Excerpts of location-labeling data
** begin **
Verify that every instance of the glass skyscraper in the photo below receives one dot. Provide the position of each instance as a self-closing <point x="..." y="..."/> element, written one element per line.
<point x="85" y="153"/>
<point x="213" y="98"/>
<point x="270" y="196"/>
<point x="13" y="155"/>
** end **
### What is needed
Turn every line of the data above into a JSON list of strings, one string per line, and skip any blank lines.

### Solution to the problem
[
  "Verify that every instance of the glass skyscraper in the photo below receives one dot. Provide the position of each instance as a self-closing <point x=\"...\" y=\"...\"/> element, written one element per line.",
  "<point x=\"85\" y=\"153\"/>",
  "<point x=\"213\" y=\"98\"/>",
  "<point x=\"270\" y=\"196\"/>",
  "<point x=\"13\" y=\"155\"/>"
]